Stored data
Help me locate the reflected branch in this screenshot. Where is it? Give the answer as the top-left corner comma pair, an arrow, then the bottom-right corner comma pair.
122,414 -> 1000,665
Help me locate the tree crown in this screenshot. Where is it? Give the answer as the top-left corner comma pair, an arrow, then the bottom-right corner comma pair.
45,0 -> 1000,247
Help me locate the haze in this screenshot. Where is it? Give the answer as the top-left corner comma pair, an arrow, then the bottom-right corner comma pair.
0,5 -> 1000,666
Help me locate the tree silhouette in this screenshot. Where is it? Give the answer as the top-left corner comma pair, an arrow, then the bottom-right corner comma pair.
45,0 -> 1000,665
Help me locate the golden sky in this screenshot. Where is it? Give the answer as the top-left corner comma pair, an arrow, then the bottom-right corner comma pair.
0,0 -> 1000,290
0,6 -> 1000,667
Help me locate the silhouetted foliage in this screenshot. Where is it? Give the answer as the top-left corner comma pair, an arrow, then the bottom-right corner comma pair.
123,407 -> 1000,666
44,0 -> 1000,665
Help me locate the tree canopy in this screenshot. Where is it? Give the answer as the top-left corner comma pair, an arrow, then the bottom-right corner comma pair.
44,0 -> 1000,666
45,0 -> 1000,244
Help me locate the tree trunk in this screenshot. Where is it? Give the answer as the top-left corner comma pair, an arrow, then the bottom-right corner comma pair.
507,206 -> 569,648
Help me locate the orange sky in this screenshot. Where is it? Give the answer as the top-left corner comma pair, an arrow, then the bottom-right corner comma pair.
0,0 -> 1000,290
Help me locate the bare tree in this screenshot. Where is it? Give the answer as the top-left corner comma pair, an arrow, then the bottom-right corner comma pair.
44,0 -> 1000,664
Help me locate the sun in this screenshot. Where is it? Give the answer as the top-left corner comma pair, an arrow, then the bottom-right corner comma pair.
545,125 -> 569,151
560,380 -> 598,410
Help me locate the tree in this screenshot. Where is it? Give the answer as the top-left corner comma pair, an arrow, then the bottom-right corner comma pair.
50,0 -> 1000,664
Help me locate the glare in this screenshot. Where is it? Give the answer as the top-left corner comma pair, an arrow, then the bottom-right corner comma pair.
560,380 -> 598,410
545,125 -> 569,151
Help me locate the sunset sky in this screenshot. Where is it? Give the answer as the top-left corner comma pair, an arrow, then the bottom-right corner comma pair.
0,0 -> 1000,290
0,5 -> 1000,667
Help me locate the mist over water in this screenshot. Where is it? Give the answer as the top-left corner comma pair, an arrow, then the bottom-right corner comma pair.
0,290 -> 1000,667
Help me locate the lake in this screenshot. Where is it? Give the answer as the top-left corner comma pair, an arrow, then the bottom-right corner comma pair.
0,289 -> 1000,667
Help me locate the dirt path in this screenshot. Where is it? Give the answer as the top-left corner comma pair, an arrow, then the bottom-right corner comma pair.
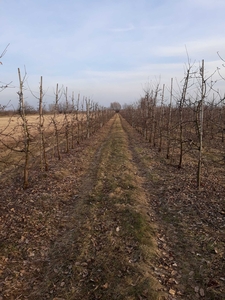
30,115 -> 162,299
0,114 -> 224,300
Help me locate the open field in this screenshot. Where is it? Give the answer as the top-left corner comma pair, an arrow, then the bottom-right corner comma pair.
0,114 -> 225,300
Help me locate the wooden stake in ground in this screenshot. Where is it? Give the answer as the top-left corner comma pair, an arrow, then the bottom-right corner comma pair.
18,68 -> 30,189
197,60 -> 206,189
39,76 -> 48,171
166,78 -> 173,159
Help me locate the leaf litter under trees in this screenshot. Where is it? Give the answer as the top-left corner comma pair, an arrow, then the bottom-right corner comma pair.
0,113 -> 225,300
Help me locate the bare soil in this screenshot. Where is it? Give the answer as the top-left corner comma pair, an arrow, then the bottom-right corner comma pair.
0,114 -> 225,300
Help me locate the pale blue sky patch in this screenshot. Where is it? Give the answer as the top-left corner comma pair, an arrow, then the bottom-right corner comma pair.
0,0 -> 225,106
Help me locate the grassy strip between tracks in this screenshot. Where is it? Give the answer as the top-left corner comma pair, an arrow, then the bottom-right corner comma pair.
33,116 -> 163,300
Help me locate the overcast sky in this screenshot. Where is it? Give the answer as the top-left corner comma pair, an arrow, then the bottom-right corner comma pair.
0,0 -> 225,106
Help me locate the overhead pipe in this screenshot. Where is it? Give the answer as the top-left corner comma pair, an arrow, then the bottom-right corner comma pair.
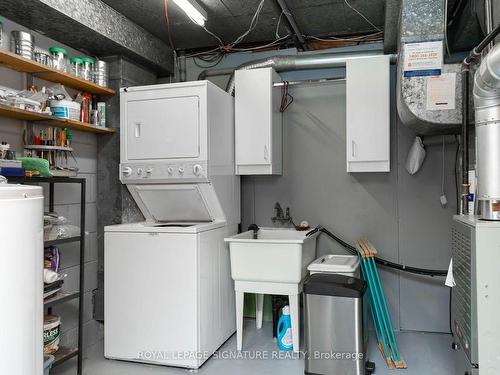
226,51 -> 397,95
473,41 -> 500,220
275,0 -> 308,51
460,24 -> 500,219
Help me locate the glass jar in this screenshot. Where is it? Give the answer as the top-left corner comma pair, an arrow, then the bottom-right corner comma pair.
69,57 -> 83,78
94,60 -> 109,87
81,57 -> 94,81
49,47 -> 68,72
35,49 -> 53,68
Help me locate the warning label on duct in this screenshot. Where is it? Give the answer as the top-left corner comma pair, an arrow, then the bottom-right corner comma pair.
403,40 -> 443,77
426,73 -> 456,111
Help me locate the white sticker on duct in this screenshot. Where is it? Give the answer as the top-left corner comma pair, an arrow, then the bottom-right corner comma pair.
403,40 -> 443,77
426,73 -> 456,111
444,258 -> 457,288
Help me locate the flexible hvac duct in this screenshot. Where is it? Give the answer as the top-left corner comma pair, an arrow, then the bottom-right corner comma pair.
474,45 -> 500,220
226,52 -> 396,94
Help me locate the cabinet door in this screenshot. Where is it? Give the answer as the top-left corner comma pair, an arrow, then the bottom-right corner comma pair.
346,56 -> 390,172
235,68 -> 282,174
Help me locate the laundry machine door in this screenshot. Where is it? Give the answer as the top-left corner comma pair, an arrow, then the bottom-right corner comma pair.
104,232 -> 199,368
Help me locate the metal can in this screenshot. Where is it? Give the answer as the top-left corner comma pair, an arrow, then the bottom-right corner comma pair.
49,47 -> 68,72
10,31 -> 35,60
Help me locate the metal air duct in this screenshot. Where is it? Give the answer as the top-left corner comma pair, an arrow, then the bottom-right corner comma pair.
224,51 -> 396,94
474,45 -> 500,220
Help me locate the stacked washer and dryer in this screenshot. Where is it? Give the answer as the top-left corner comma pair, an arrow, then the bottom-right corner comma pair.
104,81 -> 240,369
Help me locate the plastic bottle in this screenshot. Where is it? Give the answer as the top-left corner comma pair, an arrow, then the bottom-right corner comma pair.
0,16 -> 6,49
277,305 -> 293,350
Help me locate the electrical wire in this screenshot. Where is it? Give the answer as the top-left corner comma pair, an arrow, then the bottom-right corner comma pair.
455,135 -> 461,215
441,135 -> 446,195
280,81 -> 293,112
231,0 -> 265,47
274,10 -> 285,39
230,34 -> 291,52
306,225 -> 448,277
303,31 -> 384,42
344,0 -> 382,31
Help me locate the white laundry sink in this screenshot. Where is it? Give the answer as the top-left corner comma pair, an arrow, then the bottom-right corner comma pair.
224,228 -> 318,283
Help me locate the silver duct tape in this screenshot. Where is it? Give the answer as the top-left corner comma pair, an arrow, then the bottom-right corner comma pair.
40,0 -> 173,70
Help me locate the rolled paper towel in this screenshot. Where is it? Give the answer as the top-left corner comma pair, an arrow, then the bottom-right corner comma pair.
43,268 -> 59,284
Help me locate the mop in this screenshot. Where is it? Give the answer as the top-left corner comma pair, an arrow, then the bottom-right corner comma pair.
356,240 -> 408,369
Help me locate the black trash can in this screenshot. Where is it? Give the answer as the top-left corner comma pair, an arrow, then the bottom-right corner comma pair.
304,273 -> 366,375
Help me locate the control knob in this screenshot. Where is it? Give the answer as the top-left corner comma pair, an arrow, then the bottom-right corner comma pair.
122,167 -> 132,177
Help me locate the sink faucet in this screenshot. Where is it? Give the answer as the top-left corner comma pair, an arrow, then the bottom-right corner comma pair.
248,224 -> 260,240
271,202 -> 292,224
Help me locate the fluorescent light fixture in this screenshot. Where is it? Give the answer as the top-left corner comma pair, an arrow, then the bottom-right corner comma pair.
174,0 -> 207,26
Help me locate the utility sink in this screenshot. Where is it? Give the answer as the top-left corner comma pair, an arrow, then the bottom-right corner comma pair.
224,228 -> 318,283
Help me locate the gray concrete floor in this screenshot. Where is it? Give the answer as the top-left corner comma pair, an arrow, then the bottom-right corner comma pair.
50,319 -> 454,375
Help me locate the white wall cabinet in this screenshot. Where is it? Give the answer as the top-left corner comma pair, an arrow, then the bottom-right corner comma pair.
346,56 -> 390,172
235,68 -> 283,175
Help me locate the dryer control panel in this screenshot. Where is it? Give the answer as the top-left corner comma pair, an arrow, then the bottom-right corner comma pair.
120,162 -> 208,183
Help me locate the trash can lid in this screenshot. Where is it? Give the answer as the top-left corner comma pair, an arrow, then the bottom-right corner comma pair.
304,273 -> 366,298
307,254 -> 359,273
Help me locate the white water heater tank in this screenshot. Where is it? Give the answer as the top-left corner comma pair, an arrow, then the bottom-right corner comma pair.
0,181 -> 43,375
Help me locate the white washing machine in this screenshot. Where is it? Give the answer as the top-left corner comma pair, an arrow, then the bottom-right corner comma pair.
104,81 -> 240,369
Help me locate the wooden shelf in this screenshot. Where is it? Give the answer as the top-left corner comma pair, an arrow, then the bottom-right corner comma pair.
0,104 -> 115,134
44,236 -> 81,247
0,49 -> 115,95
43,291 -> 80,307
24,145 -> 73,152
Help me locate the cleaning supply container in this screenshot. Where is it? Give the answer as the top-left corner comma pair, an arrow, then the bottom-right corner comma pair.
304,273 -> 367,375
81,57 -> 95,81
69,57 -> 83,78
307,254 -> 360,278
276,305 -> 293,350
49,100 -> 81,121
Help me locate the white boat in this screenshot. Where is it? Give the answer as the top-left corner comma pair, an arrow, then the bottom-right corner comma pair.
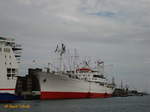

Problem to solve
Please lay out the entries from the very first line through the line containing "45,0 -> 1000,247", including that line, as a JSON list of strings with one string per line and blank lines left out.

Answer
[
  "Help me locate the reflected branch in this screenshot. Where is it? Give the answer as the top-left corner comma pair, an arrow, then the bottom-right corner comma pair.",
  "122,414 -> 1000,665",
  "Help me locate the tree crown in this screenshot. Where is it? Give the answer as the top-left corner comma pair, an arrow, then the bottom-right corner comma pair.",
  "45,0 -> 1000,247"
]